Will you pay the sufferers out of the treasury? No. The answer was given two years ago, and appears on our journals. Will you give them letters of marque and reprisal, to pay themselves by force? No. That is war. Besides, it would be an opportunity for those who have already lost much to lose more. Will you go to war to avenge their injury? If you do, the war will leave you no money to indemnify them. If it should be unsuccessful, you will aggravate existing evils: if successful, your enemy will have no treasure left to give our merchants: the first losses will be confounded with much greater, and be forgotten. At the end of a war there must be a negotiation, which is the very point we have already gained and why relinquish it? And who will be confident that the terms of the negotiation, after a desolating war, would be more acceptable to another house of representatives than the treaty before us? Members and opinions may be so changed, that the treaty would then be rejected for being what the present majority say it should be. Whether we shall go on making treaties and refusing to execute them, I know not. Of this I am certain; it will be very difficult to exercise the treaty-making power, on the new principle, with much reputation or advantage to the country.

Will the tendency to Indian hostilities be contested by any one? Experience gives the answer. The frontiers were scourged with war until the negotiation with Great Britain was far advanced; and then the state of hostility ceased.

We

Perhaps the public agents of both nations are innocent of fomenting the Indian war, and perhaps they are not. ought not, however, to expect that neighboring nations, highly irritated against each other, will neglect the friendship of the savages. The traders will gain an influence and will abuse it; and who is ignorant that their passions are easily raised and hardly restrained from violence? Their situation will oblige them to choose between this country and Great Britain, in case the treaty should be rejected: they will not be our friends, and at the same time the friends of our enemies.

But am I reduced to the necessity of proving this point? Certainly the very men who charged the Indian war on the detention of the posts, will call for no other proof than the recital of their own speeches. It is remembered with what emphasis, with what acrimony, they expatiated on the burden of taxes, and the drain of blood and treasure into the western country, in consequence of Britain's holding the posts. "Until the posts are restored," they exclaimed, “the treasury and the frontiers must bleed."

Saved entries
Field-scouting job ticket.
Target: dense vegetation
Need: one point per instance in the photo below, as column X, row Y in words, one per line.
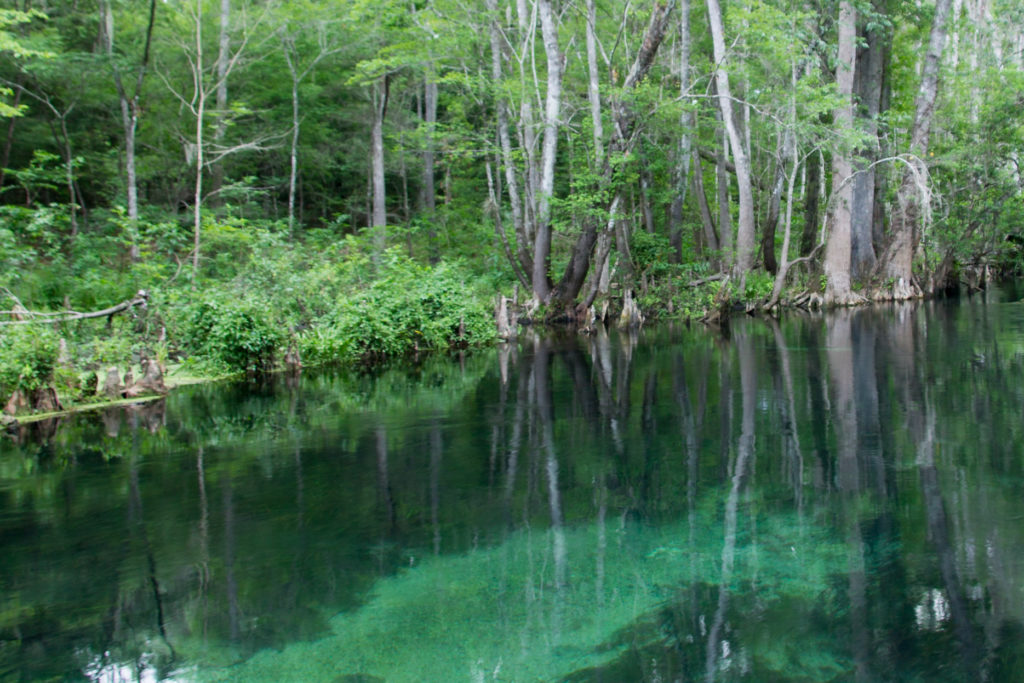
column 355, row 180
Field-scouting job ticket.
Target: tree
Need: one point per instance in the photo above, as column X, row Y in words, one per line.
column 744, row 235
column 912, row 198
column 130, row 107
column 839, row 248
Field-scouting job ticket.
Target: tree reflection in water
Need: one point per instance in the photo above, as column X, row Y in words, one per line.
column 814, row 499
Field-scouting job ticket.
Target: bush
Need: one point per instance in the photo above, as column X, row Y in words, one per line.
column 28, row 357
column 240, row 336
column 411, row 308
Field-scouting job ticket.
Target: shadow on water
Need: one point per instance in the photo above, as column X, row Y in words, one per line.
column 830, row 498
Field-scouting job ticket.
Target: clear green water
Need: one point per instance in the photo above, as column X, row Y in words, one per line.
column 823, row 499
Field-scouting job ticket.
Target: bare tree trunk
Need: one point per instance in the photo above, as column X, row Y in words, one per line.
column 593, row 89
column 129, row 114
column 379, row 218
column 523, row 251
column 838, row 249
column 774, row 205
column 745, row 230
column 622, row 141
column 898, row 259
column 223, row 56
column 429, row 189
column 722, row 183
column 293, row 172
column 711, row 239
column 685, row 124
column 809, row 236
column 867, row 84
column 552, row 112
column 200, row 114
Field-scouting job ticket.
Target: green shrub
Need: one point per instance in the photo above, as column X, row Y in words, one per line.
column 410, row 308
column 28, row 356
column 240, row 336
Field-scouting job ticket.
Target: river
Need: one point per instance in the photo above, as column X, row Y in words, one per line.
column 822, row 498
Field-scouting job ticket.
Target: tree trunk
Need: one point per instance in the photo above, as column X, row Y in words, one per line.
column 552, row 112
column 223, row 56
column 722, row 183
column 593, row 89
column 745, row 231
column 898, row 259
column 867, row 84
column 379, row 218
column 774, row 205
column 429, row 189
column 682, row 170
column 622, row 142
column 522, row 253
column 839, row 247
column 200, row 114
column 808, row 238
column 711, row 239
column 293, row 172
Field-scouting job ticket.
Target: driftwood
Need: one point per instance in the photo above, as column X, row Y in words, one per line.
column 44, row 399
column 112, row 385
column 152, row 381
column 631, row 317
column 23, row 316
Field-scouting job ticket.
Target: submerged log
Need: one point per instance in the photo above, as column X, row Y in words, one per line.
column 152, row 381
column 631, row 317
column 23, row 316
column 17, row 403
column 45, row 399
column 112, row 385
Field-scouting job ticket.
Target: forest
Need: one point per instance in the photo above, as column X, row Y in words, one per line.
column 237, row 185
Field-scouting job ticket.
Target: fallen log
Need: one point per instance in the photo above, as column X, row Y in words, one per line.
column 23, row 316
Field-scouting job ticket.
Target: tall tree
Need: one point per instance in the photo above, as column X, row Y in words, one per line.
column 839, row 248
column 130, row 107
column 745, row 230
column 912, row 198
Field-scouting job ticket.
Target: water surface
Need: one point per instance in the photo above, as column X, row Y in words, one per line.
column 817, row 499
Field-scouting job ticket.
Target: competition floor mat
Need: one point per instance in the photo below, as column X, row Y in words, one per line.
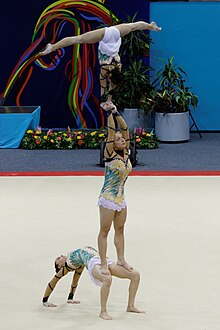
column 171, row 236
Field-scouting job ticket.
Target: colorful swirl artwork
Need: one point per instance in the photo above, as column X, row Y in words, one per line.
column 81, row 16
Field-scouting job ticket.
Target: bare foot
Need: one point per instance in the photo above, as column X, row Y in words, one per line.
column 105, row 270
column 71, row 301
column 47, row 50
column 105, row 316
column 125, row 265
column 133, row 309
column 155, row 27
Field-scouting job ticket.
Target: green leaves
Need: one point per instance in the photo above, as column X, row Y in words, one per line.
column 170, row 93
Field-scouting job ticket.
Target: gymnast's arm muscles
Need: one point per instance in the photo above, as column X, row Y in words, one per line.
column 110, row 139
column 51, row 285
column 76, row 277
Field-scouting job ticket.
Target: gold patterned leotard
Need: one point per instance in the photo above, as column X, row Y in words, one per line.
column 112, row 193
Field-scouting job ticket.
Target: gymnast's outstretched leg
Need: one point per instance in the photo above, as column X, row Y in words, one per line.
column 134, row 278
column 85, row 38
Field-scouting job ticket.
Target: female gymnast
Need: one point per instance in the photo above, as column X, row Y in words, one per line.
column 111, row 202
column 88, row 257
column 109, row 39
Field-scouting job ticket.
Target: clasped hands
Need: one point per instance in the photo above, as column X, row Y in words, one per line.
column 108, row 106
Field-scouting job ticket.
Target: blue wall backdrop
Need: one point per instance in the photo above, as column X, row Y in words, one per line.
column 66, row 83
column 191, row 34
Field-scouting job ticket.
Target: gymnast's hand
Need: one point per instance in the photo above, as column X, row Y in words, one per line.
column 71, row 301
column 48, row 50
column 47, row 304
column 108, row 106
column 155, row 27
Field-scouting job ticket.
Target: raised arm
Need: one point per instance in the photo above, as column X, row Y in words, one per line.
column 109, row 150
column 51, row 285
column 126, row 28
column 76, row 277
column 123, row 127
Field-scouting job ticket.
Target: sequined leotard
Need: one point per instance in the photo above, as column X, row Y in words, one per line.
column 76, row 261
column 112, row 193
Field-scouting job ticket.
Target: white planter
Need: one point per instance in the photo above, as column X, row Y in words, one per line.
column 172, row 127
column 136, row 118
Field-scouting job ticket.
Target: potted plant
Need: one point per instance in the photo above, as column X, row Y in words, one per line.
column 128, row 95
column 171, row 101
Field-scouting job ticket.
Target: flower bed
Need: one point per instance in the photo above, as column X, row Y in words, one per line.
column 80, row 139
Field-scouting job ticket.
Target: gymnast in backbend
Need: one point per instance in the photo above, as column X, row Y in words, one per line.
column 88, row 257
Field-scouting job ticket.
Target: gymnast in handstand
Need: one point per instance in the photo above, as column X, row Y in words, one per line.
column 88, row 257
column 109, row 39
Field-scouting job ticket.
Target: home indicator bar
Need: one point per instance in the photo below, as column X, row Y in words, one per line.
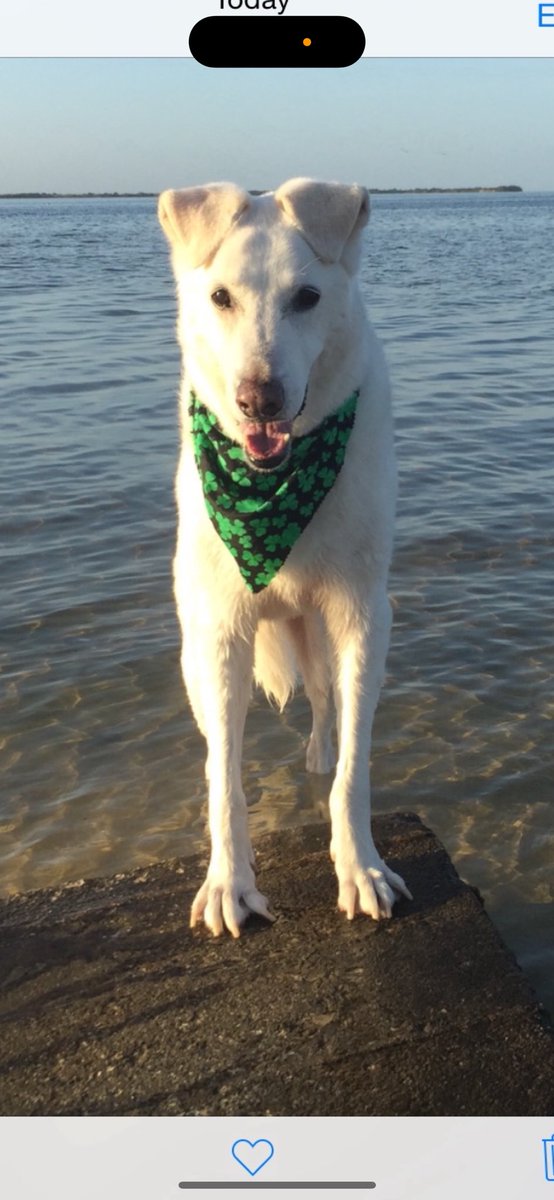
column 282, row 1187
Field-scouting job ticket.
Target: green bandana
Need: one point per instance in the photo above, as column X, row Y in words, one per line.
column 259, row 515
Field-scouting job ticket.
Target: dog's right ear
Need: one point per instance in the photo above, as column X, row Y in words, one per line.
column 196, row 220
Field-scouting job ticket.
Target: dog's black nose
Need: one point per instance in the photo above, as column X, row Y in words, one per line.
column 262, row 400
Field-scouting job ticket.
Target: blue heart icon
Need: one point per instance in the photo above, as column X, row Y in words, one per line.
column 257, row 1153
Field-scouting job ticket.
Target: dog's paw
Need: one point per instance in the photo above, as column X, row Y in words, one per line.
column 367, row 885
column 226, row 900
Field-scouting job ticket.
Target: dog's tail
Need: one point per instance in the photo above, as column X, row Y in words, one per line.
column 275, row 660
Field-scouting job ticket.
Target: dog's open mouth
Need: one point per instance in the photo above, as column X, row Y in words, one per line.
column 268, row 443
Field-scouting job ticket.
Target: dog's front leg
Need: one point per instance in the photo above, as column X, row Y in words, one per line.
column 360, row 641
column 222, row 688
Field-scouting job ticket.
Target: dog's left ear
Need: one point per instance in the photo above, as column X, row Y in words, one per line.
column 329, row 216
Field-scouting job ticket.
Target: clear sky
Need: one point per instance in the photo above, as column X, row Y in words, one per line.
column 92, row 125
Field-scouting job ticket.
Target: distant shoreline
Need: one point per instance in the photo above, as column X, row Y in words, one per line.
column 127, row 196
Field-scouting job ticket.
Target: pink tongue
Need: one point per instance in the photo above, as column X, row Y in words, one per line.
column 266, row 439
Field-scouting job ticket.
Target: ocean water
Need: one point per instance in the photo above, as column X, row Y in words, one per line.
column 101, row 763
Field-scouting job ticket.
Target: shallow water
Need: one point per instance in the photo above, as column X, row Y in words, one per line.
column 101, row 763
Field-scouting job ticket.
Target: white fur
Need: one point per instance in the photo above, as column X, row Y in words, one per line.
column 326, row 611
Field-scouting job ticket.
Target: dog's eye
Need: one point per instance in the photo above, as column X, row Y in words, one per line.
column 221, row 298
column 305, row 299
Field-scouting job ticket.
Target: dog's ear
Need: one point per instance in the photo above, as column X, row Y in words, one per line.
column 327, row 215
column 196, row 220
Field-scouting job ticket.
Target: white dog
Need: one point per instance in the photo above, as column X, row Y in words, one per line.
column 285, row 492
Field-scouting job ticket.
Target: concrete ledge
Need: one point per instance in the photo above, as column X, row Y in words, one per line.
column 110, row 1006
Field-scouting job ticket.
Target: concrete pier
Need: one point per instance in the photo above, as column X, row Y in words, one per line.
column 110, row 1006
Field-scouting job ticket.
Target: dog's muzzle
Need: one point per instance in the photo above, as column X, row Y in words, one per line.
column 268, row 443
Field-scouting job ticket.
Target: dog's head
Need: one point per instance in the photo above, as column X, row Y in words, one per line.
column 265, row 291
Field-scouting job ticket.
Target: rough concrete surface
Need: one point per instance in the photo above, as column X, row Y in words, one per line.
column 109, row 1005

Set exercise 1
For each statement below, decide whether it agrees with the treaty passage. Answer yes or no and quote the words from the passage that settle it.
(a) The passage says the answer to paying the sufferers out of the treasury was given two years ago.
(b) The passage says the frontiers stayed at war after the negotiation with Great Britain was far advanced.
(c) The passage calls giving letters of marque and reprisal war.
Set exercise 2
Set down the stretch of the treaty passage from "Perhaps the public" through "of our enemies.", word for word.
Set exercise 3
Carry the treaty passage forward, starting right after its final sentence.

Task response 1
(a) Yes: "The answer was given two years ago, and appears on our journals."
(b) No: "The frontiers were scourged with war until the negotiation with Great Britain was far advanced; and then the state of hostility ceased."
(c) Yes: "That is war."

Task response 2
Perhaps the public agents of both nations are innocent of fomenting the Indian war, and perhaps they are not. ought not, however, to expect that neighboring nations, highly irritated against each other, will neglect the friendship of the savages. The traders will gain an influence and will abuse it; and who is ignorant that their passions are easily raised and hardly restrained from violence? Their situation will oblige them to choose between this country and Great Britain, in case the treaty should be rejected: they will not be our friends, and at the same time the friends of our enemies.

Task response 3
If any, against all these proofs, should maintain, that the peace with the Indians will be stable without the posts, to them I will urge another reply. From arguments calculated to produce conviction, I will appeal directly to the hearts of those who hear me, and ask whether it is not already planted there? I resort especially to the convictions of the western gentlemen, whether, supposing no posts and no treaty, the settlers will remain in security. Can they take it upon them to say, that an Indian peace, under these circumstances, will prove firm? No, sir, it will not be peace, but a sword; it will be no better than a lure to draw victims within the reach of the tomahawk.

On this theme my emotions are unutterable. If I could find words for them, if my powers bore any proportion to my zeal, I would swell my voice to such a note of remonstrance, it should reach every log-house beyond the mountains. I

would say to the inhabitants, Wake from your false security: your cruel dangers, your more cruel apprehensions, are soon to be renewed: the wounds, yet unhealed, are to be torn open again in the daytime, your path through the woods will be ambushed; the darkness of midnight will glitter with the blaze of your dwellings. You are a father - the blood of your sons shall fatten your cornfield: you are a mother the war-whoop shall wake the sleep of the cradle. On this subject you need not suspect any deception on your feelings it is a spectacle of horror, which cannot be overdrawn. If you have nature in your hearts, they will speak a language, compared with which all I have said or can say will be poor and frigid.

Will it be whispered that the treaty has made me a new champion for the protection of the frontiers? It is known that my voice, as well as vote, has been uniformly given in conformity with the ideas I have expressed. Protection is the right of the frontiers; it is our duty to give it.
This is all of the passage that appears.